Prompt: Rewrite every line from the one that has "Reviewer note: confirm each instance of the balloon" through the one that has "pixel 195 56", requests included. Adjust each pixel coordinate in the answers by -52 and leave the requests unchanged.

____

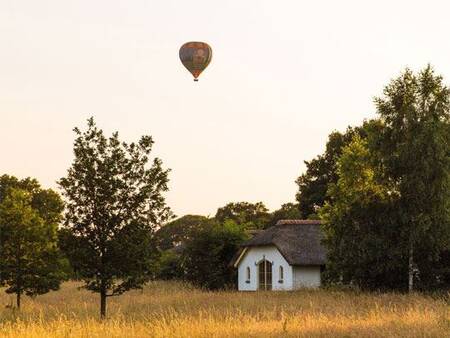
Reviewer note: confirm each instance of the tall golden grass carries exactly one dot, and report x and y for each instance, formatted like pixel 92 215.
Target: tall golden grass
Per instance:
pixel 168 309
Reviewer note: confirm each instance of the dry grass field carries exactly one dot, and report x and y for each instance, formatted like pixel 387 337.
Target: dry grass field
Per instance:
pixel 167 309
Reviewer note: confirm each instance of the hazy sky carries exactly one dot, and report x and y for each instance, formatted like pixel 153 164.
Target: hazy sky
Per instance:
pixel 284 74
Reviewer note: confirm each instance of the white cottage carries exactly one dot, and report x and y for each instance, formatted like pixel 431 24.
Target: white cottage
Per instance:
pixel 286 256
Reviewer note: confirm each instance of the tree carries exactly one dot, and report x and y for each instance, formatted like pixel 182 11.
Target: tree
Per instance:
pixel 209 251
pixel 322 170
pixel 178 231
pixel 114 203
pixel 255 215
pixel 359 222
pixel 29 258
pixel 415 150
pixel 287 211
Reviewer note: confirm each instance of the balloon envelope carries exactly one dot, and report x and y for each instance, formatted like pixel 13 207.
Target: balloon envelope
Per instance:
pixel 195 56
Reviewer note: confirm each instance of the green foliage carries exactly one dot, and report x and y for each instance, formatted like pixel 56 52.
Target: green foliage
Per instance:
pixel 114 204
pixel 415 150
pixel 178 231
pixel 208 253
pixel 170 265
pixel 287 211
pixel 359 226
pixel 387 216
pixel 322 170
pixel 30 262
pixel 254 215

____

Solution to this exercise:
Reviewer note: confirm each instance of the balloon envelope carries exactly one dot, and report x and y for each instance, formatted like pixel 13 207.
Target: balloon envelope
Per instance:
pixel 143 4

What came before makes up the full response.